#### [Entries taken from a collection]
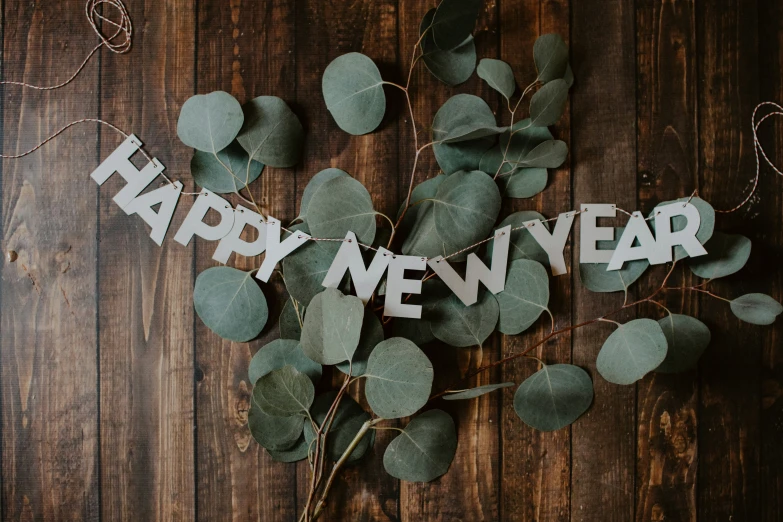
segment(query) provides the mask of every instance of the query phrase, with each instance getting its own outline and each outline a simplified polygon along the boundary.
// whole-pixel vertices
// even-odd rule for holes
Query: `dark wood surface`
[[[182,103],[218,89],[242,102],[276,95],[299,115],[308,140],[298,167],[268,169],[255,184],[265,209],[293,218],[307,181],[332,166],[361,180],[378,210],[396,212],[414,151],[404,100],[390,91],[379,131],[351,137],[328,114],[320,78],[334,57],[361,51],[385,78],[404,82],[429,4],[138,0],[127,7],[130,53],[99,52],[56,91],[2,88],[4,153],[26,150],[72,120],[99,117],[138,135],[189,190],[191,151],[176,137]],[[2,13],[3,79],[55,83],[96,42],[81,0],[5,0]],[[555,128],[570,160],[543,194],[508,202],[504,212],[549,217],[603,201],[646,212],[696,188],[718,208],[739,201],[755,169],[753,108],[783,101],[779,0],[496,0],[482,9],[478,54],[508,61],[526,85],[532,44],[548,32],[569,42],[577,79]],[[419,66],[412,85],[424,124],[456,92],[502,109],[475,76],[449,89]],[[783,163],[783,125],[767,125],[761,139]],[[261,339],[235,344],[198,320],[193,282],[213,265],[214,244],[173,243],[185,203],[159,248],[140,219],[112,202],[121,180],[98,189],[89,173],[119,142],[85,124],[2,162],[2,247],[19,255],[3,263],[0,281],[2,519],[295,520],[306,464],[272,462],[246,425],[247,365],[277,336],[276,321]],[[420,179],[437,168],[428,154],[421,167]],[[783,180],[764,169],[751,203],[718,219],[720,229],[751,237],[753,253],[741,274],[715,284],[717,292],[783,298],[782,213]],[[552,281],[559,327],[622,300],[581,286],[572,244],[572,273]],[[650,270],[633,293],[646,295],[662,275]],[[273,279],[264,291],[276,317],[285,290]],[[324,518],[782,520],[783,323],[741,324],[707,296],[671,295],[666,304],[698,314],[712,330],[697,369],[616,386],[595,372],[607,325],[561,336],[539,357],[583,366],[595,382],[593,406],[571,428],[527,428],[511,407],[513,389],[448,404],[459,447],[447,475],[426,485],[392,479],[378,450],[393,433],[381,431],[376,450],[338,481]],[[545,328],[494,337],[483,350],[428,353],[439,368],[465,371],[523,349]],[[477,382],[520,382],[533,371],[518,361]]]

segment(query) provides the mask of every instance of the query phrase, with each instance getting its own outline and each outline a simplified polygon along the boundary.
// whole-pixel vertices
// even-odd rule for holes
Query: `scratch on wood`
[[[38,286],[38,281],[35,280],[35,277],[32,273],[30,273],[29,270],[27,270],[27,267],[22,264],[22,270],[24,270],[24,273],[27,274],[27,277],[30,278],[30,282],[33,284],[33,288],[35,288],[35,291],[38,292],[38,297],[41,296],[41,288]]]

#### [Work request]
Copy the records exactly as they appear, leaving every picture out.

#### [Solution for this task]
segment(query) provides the mask of every instance of the query phrase, with each instance getting its own outline and each outline a simplified polygon along the boundary.
// whole-pixel vertices
// even-odd rule for holes
Query: `dark wood surface`
[[[182,103],[218,89],[242,102],[276,95],[299,115],[308,140],[298,167],[268,169],[255,184],[265,209],[293,218],[307,181],[332,166],[361,180],[378,210],[396,212],[414,151],[404,100],[390,91],[379,131],[351,137],[328,114],[320,78],[334,57],[361,51],[385,78],[404,82],[429,4],[138,0],[127,7],[130,53],[99,52],[56,91],[2,88],[4,153],[26,150],[72,120],[99,117],[138,135],[189,190],[191,151],[176,137]],[[2,13],[3,79],[55,83],[96,42],[81,0],[5,0]],[[555,128],[570,160],[543,194],[508,202],[504,212],[549,217],[603,201],[646,212],[696,188],[718,208],[739,201],[755,169],[753,108],[783,101],[779,0],[496,0],[482,9],[478,54],[508,61],[526,85],[532,44],[548,32],[569,42],[577,79]],[[419,66],[412,85],[424,124],[456,92],[502,109],[475,76],[449,89]],[[783,163],[783,125],[767,125],[761,139]],[[261,339],[235,344],[198,320],[193,282],[213,265],[214,244],[173,243],[185,203],[159,248],[140,219],[112,202],[121,180],[98,189],[89,173],[119,142],[85,124],[2,162],[2,247],[19,255],[3,263],[0,281],[2,519],[295,520],[306,464],[272,462],[246,425],[247,365],[277,336],[276,321]],[[420,179],[437,168],[428,154],[421,167]],[[783,180],[764,169],[751,203],[718,219],[720,229],[751,237],[753,253],[741,274],[715,284],[717,292],[783,298],[782,213]],[[552,281],[559,327],[622,300],[581,286],[572,244],[572,273]],[[650,270],[633,293],[646,295],[662,275]],[[273,279],[264,291],[276,317],[285,290]],[[324,518],[782,520],[783,323],[741,324],[707,296],[671,295],[666,304],[698,314],[712,330],[697,369],[616,386],[595,372],[607,325],[561,336],[539,357],[583,366],[595,382],[593,406],[571,428],[527,428],[511,407],[513,389],[448,404],[459,447],[447,475],[426,485],[392,479],[378,450],[393,433],[381,431],[376,450],[338,481]],[[545,328],[494,337],[483,350],[428,353],[439,368],[465,371],[523,349]],[[477,382],[520,382],[533,371],[518,361]]]

segment(query) provides the mask of every instance of the query phrase, with each instance getting its own outline and each outline a simplified polygon along the boundary.
// whole-pixel vertices
// even-odd rule for holes
Query: `scratch on wood`
[[[38,286],[38,281],[35,280],[35,277],[32,273],[30,273],[29,270],[27,270],[27,267],[22,264],[22,270],[24,270],[24,273],[27,274],[27,277],[30,278],[30,282],[33,284],[33,288],[35,288],[35,291],[38,292],[38,297],[41,296],[41,288]]]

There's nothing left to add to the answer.